:: Set of tasks ::
a - According to the article on Gartner's IT spending forecast, what growth rate is expected in constant-currency terms?
b - Pick up the article on Gartner's IT spending forecast after its final sentence and continue it.

:: Given text ::
*-*-*
Gartner expects spending to reach a total of $4.5 trillion in 2023, slightly down from its previous forecast.

According to Gartner, the revision is not a reflection of a decline in enterprise IT spending, but rather the result of a strengthened US dollar and a decrease in demand for consumer devices. In constant-currency terms, growth is expected to be a robust 5.4 percent.

Spending on datacenter systems, which saw a significant increase of 12 percent in 2022, is expected to slow this year, with growth forecasted to fall to just 0.7 percent.

In contrast, spending on software is expected to soar by 9.3 percent, with IT services growing at a steady 5.5 percent. Overall, though, IT spending is expected to be impacted by a decline in device spending, as more buyers than anticipated have chosen to retain their current devices rather than replace them this year.

Inflation impacts purchasing power

“Inflation has gotten into the lower middle class and taken away purchasing power”, said Gartner Vice President John-David Lovelock.
*-*-*
(Referring-expression pointing data)
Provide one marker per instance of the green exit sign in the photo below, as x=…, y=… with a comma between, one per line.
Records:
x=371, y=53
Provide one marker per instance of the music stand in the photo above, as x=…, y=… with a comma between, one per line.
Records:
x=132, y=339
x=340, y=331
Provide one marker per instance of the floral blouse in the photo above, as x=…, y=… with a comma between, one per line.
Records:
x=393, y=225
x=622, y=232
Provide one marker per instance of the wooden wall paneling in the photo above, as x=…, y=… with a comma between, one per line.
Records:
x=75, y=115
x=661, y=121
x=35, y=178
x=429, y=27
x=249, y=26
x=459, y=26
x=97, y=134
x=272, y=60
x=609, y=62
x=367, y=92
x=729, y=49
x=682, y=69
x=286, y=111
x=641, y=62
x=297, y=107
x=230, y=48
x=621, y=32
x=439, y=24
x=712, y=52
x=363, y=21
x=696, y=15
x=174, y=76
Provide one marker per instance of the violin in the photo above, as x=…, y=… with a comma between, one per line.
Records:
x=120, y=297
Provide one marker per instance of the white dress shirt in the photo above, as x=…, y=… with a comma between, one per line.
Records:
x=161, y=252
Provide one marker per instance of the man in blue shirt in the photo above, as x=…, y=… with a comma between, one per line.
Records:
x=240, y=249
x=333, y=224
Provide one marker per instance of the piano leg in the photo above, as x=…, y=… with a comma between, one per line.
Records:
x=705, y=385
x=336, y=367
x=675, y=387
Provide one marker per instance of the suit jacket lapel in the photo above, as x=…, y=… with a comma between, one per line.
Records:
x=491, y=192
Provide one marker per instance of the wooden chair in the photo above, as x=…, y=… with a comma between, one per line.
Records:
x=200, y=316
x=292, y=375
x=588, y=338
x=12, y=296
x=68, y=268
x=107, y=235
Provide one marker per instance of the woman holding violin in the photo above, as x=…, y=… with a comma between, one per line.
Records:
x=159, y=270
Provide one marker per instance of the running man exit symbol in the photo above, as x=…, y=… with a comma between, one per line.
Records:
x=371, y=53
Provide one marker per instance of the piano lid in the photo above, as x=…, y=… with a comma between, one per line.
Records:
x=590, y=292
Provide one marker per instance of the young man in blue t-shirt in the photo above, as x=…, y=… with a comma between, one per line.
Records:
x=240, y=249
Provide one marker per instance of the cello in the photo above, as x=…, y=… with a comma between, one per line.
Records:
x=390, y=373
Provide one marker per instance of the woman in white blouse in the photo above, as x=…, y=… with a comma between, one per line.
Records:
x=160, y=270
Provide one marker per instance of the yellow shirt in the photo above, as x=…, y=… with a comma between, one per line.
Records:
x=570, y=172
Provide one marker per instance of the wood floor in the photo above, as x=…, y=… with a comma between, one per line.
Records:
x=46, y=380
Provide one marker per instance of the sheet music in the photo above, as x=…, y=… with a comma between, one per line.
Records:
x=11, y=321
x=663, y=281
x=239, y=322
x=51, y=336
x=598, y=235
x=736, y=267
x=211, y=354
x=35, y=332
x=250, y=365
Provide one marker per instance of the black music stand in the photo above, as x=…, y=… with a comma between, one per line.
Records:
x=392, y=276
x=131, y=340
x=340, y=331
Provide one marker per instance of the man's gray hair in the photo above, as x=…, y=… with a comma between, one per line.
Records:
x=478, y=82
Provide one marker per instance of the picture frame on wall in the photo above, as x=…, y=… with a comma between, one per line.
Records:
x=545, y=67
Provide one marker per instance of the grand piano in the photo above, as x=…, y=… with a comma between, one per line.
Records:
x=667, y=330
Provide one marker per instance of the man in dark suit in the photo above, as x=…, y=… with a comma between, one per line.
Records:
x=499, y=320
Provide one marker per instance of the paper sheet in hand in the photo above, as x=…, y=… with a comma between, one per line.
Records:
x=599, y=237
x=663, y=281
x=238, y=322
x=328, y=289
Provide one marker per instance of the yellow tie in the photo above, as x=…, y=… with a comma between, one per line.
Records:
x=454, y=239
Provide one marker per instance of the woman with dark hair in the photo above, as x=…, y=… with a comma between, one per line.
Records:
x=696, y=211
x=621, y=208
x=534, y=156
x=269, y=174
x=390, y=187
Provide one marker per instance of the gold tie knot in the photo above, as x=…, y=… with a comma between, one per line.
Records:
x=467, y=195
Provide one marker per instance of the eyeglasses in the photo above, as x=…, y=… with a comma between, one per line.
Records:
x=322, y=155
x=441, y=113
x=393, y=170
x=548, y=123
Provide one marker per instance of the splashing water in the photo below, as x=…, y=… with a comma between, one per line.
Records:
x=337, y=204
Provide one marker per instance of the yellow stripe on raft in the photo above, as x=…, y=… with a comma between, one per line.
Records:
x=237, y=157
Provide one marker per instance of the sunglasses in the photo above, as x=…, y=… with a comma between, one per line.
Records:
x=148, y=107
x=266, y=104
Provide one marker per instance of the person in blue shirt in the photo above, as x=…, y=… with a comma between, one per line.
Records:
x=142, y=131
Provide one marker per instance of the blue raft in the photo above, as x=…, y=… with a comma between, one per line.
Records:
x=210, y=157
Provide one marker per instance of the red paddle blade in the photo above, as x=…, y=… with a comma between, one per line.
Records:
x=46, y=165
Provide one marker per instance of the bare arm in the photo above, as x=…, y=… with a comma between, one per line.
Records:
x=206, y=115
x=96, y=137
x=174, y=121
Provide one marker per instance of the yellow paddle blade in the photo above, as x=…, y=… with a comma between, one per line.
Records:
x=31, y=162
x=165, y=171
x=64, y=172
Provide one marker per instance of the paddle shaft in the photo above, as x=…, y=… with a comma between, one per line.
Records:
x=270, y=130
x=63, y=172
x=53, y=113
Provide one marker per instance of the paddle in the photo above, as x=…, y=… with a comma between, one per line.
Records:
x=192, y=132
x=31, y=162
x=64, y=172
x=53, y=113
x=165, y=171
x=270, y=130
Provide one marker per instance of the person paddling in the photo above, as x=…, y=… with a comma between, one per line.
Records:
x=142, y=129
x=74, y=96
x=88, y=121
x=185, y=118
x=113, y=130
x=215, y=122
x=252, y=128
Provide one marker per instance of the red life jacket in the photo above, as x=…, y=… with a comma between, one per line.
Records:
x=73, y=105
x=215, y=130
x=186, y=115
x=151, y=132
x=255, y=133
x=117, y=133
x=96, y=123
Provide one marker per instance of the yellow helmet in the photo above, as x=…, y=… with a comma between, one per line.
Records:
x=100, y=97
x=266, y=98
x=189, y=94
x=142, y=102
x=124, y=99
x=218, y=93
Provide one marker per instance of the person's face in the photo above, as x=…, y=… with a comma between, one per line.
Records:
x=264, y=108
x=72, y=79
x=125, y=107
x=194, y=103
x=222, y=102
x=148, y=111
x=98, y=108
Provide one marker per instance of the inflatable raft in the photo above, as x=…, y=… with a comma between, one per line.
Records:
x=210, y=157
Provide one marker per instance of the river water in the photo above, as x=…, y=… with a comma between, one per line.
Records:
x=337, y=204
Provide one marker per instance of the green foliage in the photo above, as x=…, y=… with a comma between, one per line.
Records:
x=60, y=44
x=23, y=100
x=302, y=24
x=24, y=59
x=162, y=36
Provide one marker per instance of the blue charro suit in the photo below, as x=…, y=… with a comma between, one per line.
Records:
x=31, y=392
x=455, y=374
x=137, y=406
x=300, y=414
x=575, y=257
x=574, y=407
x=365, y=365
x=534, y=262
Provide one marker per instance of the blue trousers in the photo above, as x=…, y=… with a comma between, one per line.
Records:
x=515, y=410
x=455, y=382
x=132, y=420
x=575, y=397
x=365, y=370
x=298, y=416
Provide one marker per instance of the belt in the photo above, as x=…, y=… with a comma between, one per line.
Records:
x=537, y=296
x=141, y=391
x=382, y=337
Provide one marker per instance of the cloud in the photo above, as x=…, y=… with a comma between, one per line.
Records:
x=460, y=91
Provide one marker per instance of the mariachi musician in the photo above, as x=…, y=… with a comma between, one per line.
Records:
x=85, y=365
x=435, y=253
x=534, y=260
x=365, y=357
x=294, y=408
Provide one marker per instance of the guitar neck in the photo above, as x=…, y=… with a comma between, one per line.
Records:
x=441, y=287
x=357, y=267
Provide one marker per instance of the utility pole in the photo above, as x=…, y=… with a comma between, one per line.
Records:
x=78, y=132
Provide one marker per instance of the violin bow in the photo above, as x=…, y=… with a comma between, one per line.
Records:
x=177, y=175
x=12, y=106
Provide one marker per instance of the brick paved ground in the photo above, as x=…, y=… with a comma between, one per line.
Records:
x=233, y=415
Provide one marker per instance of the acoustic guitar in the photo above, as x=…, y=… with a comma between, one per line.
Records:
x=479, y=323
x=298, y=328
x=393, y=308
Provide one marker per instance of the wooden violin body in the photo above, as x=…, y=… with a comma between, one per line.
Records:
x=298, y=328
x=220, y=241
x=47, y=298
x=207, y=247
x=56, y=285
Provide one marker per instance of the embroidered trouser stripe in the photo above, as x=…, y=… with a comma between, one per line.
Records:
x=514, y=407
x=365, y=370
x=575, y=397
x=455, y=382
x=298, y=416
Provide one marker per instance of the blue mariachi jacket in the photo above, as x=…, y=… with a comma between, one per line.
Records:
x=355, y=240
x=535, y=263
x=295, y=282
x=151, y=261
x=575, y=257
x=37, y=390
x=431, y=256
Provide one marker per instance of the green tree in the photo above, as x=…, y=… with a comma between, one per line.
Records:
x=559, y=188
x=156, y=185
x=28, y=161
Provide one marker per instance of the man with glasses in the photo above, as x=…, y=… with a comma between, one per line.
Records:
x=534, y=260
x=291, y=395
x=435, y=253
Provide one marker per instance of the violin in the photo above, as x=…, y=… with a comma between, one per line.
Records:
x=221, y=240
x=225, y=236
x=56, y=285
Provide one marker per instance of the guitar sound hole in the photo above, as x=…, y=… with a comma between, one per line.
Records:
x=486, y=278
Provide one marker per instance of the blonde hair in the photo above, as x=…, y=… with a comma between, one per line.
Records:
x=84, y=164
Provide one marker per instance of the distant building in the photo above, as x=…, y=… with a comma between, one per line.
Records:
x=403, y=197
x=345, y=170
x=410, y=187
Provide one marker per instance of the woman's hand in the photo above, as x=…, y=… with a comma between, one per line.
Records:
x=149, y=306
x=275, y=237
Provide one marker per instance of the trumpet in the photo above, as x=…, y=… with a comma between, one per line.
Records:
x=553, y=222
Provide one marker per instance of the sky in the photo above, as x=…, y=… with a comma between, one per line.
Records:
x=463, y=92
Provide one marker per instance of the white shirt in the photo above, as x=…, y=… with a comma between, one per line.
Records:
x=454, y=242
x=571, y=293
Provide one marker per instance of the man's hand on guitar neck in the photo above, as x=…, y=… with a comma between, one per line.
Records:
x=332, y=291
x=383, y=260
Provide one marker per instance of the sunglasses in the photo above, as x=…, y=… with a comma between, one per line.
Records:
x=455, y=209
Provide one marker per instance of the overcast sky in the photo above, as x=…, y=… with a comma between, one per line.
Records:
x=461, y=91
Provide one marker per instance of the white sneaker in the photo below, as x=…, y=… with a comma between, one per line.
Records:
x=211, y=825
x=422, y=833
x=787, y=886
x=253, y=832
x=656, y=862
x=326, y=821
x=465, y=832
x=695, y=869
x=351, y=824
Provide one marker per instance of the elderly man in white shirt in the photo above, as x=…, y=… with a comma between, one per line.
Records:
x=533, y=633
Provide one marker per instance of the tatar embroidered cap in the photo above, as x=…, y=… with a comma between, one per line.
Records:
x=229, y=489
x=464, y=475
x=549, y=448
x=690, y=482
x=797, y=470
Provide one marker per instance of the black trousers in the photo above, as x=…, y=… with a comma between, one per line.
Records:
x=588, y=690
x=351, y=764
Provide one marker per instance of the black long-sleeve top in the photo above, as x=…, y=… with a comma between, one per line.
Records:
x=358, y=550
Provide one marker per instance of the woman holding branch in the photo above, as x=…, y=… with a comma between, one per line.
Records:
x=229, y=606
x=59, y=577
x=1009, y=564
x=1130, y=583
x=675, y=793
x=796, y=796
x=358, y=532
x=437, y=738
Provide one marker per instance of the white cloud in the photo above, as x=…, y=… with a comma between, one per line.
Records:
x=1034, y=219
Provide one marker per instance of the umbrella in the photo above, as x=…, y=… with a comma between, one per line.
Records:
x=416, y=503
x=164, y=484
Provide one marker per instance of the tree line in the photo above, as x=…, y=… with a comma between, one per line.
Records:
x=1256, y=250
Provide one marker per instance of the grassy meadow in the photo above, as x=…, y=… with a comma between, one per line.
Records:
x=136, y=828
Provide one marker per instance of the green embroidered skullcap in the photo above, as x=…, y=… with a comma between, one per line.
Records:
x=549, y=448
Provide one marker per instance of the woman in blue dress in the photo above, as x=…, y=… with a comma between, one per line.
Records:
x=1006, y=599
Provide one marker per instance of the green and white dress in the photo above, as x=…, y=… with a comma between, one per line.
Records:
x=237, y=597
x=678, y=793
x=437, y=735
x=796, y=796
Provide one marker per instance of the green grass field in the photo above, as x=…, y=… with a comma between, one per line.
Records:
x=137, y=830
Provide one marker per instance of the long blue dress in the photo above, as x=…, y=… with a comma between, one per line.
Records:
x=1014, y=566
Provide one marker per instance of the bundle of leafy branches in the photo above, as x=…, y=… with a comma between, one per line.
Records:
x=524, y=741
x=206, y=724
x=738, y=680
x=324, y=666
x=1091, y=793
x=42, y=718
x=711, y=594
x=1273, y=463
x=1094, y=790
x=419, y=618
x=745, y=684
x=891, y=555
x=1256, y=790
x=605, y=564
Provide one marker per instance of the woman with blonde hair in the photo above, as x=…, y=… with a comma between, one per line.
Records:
*-*-*
:: Set of answers ::
a - 5.4 percent

b -
 Many people who purchased devices during the early days of the COVID-19 pandemic see no compelling reason to replace them right now, he said. Nevertheless, global device sales of $685 billion reflect the importance of phones and tablets to the overall spending picture.

Steady spending

The slowdown in spending on datacenter systems should not be interpreted as a sign that large on-premises computing environments are becoming obsolete. “It is not shrinking,” Lovelock said. “Enterprises are continuing to spend what they need to run a data center and on-premises software.”

Hyperscalers and large data center operators went on a spending spree in 2022, but they’re not expected to continue that pace this year. “The level of spending in 2022 was an aberration”, according to Lovelock.

Spending on cloud-based software is expected to grow by 17 percent, with infrastructure-as-a-service increasing by over 30 percent. “Things are great in the IT world”, Lovelock asserted. “Every country we’re tracking is seeing growth. Overall, IT spending is absolutely recession-proof.”